
      Example 1: A Standard object is converted to an IA object 10 days after the object is created, and then is converted back to a Standard object five days later based on a lifecycle rule. In this case, you are also charged for the remaining 15 days of the IA objects minimum storage duration of 30 days.

      Example 2: A Standard object is converted to an IA object 10 days after the object is created, and then is deleted 15 days later based on a lifecycle rule. In this case, you are also charged for the remaining five days of the IA objects minimum storage duration of 30 days.

      If you call CopyObject to overwrite a Standard object with an IA object, the IA object also has a minimum storage duration. For example, you call CopyObject to convert the storage class of a Standard object to IA 10 days after the Standard object is created, and then delete the IA object after 10 days. In this case, you are also charged for the remaining 20 days of the IA objects minimum storage duration.

    • Retrieval fees for IA objects

      When you access IA objects, you are charged data retrieval fees based on the size of the retrieved IA objects.

FAQ

  • Why does a lifecycle rule not take effect immediately after it is created?

    After a lifecycle rule is configured, OSS loads the rule within 24 hours. After the lifecycle rule is loaded, OSS runs the rule every day at 08:00:00 (UTC+8) and completes the actions triggered by the rule within 24 hours. Therefore, it takes 48 hours at most for a lifecycle rule to take effect after it is created.

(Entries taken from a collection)
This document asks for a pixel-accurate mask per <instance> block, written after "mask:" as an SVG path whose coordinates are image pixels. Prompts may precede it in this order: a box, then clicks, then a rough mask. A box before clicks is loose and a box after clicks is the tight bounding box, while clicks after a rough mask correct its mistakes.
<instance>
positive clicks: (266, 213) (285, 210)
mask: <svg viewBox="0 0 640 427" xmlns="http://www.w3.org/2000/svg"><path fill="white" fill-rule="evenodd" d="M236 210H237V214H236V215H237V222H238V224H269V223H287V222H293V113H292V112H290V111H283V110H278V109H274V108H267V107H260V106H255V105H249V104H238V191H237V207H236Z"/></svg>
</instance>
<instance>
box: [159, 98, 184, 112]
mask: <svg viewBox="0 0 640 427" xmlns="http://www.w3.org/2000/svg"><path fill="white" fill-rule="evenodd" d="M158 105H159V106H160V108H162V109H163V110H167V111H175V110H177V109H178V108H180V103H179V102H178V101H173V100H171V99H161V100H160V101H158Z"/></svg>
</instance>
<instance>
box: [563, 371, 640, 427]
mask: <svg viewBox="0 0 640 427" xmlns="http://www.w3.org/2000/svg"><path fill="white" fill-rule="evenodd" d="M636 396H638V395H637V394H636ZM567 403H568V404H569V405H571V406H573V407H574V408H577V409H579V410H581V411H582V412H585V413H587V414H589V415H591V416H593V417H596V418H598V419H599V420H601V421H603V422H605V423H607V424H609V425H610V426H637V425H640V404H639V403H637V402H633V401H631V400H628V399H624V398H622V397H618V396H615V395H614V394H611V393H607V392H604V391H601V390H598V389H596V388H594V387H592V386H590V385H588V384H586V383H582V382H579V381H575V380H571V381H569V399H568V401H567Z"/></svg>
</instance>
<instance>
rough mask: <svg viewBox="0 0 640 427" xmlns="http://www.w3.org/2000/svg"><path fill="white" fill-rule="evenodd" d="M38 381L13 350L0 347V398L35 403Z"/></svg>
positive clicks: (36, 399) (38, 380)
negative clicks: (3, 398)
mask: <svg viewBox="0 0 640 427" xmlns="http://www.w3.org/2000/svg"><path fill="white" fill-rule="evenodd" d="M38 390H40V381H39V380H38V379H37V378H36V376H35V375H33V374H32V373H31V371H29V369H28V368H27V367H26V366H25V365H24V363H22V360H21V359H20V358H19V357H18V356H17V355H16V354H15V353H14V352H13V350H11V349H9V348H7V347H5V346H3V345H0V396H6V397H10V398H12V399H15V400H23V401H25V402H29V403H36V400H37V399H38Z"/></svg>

• Assignment
Reproduce the storage billing text, everything from "Example 2: A" down to "retrieved IA objects.", changing each "CopyObject" to "the CopyObject operation".

• Answer to this problem
Example 2: A Standard object is converted to an IA object 10 days after the object is created, and then is deleted 15 days later based on a lifecycle rule. In this case, you are also charged for the remaining five days of the IA objects minimum storage duration of 30 days.

      If you call the CopyObject operation to overwrite a Standard object with an IA object, the IA object also has a minimum storage duration. For example, you call the CopyObject operation to convert the storage class of a Standard object to IA 10 days after the Standard object is created, and then delete the IA object after 10 days. In this case, you are also charged for the remaining 20 days of the IA objects minimum storage duration.

    • Retrieval fees for IA objects

      When you access IA objects, you are charged data retrieval fees based on the size of the retrieved IA objects.